# YOUR OBJECTIVE
Below are the records. Gather each line that holds "jacket".

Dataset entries

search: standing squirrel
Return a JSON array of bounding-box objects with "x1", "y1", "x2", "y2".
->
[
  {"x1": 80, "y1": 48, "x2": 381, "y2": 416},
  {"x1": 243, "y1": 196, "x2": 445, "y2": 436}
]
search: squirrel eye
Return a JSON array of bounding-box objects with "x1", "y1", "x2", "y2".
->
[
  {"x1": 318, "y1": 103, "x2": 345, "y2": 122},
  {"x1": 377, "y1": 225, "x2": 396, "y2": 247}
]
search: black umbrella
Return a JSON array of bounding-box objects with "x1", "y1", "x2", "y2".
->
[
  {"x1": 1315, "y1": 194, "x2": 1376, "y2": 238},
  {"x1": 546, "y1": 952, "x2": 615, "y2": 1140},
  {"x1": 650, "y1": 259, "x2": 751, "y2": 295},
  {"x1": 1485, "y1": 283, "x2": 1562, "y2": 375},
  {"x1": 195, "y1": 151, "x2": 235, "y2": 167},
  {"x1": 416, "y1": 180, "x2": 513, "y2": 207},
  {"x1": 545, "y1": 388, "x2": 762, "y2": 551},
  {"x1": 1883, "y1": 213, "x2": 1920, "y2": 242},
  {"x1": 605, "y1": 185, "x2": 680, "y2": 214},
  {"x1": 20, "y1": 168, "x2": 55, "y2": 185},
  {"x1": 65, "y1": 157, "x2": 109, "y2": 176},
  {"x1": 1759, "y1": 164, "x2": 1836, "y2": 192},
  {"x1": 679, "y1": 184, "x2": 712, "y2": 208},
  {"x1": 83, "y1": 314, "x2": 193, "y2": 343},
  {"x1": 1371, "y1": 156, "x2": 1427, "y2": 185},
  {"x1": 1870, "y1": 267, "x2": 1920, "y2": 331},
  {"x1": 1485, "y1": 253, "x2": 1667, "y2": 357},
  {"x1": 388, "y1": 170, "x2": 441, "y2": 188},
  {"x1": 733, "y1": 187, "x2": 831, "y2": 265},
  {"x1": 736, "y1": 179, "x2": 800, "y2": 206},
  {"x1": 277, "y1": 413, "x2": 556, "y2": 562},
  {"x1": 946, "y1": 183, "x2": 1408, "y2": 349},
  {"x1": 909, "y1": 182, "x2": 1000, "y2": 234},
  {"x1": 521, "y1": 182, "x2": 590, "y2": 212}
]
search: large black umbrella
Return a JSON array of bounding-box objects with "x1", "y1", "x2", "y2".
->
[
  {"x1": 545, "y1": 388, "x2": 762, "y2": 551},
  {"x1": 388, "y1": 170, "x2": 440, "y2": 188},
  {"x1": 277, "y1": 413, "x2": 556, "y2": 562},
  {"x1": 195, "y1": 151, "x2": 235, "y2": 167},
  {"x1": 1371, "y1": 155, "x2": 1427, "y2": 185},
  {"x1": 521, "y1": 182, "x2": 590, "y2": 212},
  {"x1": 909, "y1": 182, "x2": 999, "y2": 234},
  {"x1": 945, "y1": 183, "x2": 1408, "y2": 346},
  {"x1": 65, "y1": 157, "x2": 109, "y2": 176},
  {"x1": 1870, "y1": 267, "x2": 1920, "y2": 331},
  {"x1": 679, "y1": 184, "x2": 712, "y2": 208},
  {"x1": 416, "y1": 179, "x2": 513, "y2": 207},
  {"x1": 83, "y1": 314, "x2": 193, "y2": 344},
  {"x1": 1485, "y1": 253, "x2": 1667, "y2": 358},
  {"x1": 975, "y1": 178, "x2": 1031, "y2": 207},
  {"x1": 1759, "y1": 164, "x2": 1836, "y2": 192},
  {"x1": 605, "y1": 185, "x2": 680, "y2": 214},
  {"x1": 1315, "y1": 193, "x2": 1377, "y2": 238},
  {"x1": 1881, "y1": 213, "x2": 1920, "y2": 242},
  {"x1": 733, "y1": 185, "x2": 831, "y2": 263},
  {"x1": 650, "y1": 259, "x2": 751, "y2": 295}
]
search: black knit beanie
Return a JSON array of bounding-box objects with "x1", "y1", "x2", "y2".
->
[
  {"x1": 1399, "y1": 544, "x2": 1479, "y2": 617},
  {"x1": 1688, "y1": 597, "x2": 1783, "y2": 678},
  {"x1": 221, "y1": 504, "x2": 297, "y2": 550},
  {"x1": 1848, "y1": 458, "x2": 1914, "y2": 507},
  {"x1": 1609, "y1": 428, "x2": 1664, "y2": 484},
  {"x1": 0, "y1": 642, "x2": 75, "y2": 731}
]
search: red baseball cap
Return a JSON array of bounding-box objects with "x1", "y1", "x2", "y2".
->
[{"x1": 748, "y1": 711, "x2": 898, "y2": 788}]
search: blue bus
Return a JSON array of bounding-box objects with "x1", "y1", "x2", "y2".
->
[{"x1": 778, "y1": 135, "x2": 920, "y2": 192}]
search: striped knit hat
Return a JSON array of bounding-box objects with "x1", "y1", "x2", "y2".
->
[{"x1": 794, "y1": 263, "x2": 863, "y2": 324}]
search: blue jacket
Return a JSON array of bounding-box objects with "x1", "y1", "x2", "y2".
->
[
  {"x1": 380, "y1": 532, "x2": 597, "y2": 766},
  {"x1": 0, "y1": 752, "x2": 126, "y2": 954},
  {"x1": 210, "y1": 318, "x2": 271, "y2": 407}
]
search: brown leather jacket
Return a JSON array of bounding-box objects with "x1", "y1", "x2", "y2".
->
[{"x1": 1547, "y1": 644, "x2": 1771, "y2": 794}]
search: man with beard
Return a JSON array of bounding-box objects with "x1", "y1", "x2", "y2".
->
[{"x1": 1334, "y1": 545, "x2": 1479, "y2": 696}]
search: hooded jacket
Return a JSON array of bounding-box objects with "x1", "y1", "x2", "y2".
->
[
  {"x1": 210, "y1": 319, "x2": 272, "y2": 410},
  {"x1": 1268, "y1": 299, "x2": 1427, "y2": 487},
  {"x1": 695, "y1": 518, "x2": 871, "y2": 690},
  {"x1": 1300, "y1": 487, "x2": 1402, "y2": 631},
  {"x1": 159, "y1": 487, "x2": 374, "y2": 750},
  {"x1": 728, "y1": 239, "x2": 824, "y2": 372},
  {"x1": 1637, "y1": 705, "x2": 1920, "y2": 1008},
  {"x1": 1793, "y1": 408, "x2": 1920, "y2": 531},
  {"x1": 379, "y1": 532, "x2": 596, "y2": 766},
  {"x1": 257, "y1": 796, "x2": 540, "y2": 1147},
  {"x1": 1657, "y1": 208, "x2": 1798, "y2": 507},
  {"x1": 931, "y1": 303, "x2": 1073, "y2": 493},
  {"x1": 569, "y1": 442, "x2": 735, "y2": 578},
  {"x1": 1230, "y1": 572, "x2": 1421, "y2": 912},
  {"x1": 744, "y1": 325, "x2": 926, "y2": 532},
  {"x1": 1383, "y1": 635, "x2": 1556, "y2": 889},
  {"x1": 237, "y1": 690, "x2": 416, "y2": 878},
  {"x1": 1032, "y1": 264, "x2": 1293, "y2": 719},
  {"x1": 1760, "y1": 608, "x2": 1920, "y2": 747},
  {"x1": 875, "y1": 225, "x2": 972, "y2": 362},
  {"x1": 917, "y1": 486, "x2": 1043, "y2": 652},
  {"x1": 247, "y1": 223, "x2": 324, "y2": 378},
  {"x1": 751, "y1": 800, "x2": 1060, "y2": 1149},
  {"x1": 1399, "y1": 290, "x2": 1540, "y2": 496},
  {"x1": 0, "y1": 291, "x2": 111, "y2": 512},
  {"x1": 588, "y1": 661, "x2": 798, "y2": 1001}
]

# TASK RESPONSE
search: blue jacket
search: brown leather jacket
search: hooded jacket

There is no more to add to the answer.